- Problem: Return all of the data exactly as given.

[Opening The records section]

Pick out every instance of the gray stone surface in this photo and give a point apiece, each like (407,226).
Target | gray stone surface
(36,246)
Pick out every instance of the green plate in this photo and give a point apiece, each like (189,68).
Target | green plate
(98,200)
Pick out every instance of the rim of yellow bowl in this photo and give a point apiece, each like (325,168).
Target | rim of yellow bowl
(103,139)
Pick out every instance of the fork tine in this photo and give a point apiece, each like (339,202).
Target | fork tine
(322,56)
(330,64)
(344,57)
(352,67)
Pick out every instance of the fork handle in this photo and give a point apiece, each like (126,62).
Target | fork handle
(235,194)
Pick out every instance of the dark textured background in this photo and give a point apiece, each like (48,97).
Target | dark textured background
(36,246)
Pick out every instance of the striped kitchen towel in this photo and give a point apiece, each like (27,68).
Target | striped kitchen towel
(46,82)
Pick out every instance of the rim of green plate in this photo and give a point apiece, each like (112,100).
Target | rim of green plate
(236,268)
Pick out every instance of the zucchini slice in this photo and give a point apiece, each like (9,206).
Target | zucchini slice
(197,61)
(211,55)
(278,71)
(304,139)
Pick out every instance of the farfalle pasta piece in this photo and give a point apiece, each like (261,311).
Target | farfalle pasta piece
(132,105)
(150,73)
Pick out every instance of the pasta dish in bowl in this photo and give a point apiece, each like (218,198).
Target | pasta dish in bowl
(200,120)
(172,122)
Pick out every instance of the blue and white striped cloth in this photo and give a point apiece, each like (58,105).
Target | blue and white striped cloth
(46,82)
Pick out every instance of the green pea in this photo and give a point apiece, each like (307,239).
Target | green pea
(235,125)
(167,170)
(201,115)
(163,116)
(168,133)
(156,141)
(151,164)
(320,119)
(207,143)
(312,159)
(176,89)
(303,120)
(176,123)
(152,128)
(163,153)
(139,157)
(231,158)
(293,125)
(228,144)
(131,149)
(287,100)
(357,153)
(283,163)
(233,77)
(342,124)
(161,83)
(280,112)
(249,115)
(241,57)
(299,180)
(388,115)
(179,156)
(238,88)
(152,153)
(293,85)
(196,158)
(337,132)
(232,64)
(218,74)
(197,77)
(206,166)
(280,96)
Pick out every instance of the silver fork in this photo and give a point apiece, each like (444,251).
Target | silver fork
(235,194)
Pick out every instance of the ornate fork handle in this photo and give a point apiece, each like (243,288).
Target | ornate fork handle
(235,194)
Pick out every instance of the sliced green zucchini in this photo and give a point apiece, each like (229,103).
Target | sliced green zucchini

[Closing The records section]

- Written answer:
Pick out every instance of the gray stone surface in this photo and give a point apiece, each like (407,226).
Target | gray stone surface
(36,246)
Pick out every instance of the green plate in this photo and give a point apiece, each like (189,68).
Target | green plate
(98,200)
Pick out every instance of the rim of yellow bowl in this photo and give a point apiece, each like (325,168).
Target | rim of yellow bowl
(103,139)
Pick out every instance of the fork tine in this photo and give a point apiece, each like (339,202).
Target | fork tine
(322,56)
(330,64)
(344,57)
(352,67)
Pick out every instance of the fork handle in this photo and give a point apiece, each like (126,62).
Target | fork handle
(235,194)
Pick out every instance of the dark textured background in this photo and give a point apiece, each like (48,97).
Target | dark textured background
(36,246)
Pick out every instance of the striped kitchen towel in this photo and give a point apiece, each like (27,68).
Target | striped kitchen towel
(46,82)
Pick out every instance of the rim of green plate in this photo and give a point apiece, each like (112,100).
Target | rim of green plate
(236,268)
Pick out every instance of the zucchini slice in this photo and give a point apiece, each like (9,206).
Target | zucchini slice
(197,61)
(211,55)
(278,71)
(304,139)
Pick out every instance of the farfalle pasta piece in this photo and give a point apiece, each like (261,311).
Target | farfalle pasta piece
(132,105)
(150,73)
Pick out every instance of the pasta dish in bowl in this photo and give a point apiece, each like (218,198).
Target | pasta dish in bowl
(200,120)
(172,122)
Pick out every instance of the blue and white striped cloth in this photo and give a point apiece, each like (58,105).
Target | blue and white striped cloth
(46,82)
Pick out every instance of the green pea in this photo and give a point apiece, each like (307,239).
Target | green pea
(235,125)
(167,170)
(201,115)
(163,116)
(168,133)
(156,141)
(151,164)
(320,119)
(207,143)
(312,159)
(176,89)
(303,120)
(176,123)
(152,128)
(163,153)
(139,157)
(231,158)
(293,125)
(228,144)
(131,149)
(287,100)
(357,153)
(283,163)
(233,77)
(342,124)
(161,83)
(280,112)
(249,115)
(241,57)
(299,180)
(388,115)
(179,156)
(238,88)
(152,153)
(293,85)
(196,158)
(337,132)
(232,64)
(218,74)
(197,77)
(206,166)
(280,96)
Pick out every instance of the silver fork in this photo and give a point apiece, each like (444,251).
Target | silver fork
(235,194)
Pick out every instance of the ornate fork handle in this photo and give a point apiece, each like (243,288).
Target | ornate fork handle
(235,194)
Pick out every instance of the sliced green zucchini in this photo and give a point apiece, each like (229,103).
Target | sliced green zucchini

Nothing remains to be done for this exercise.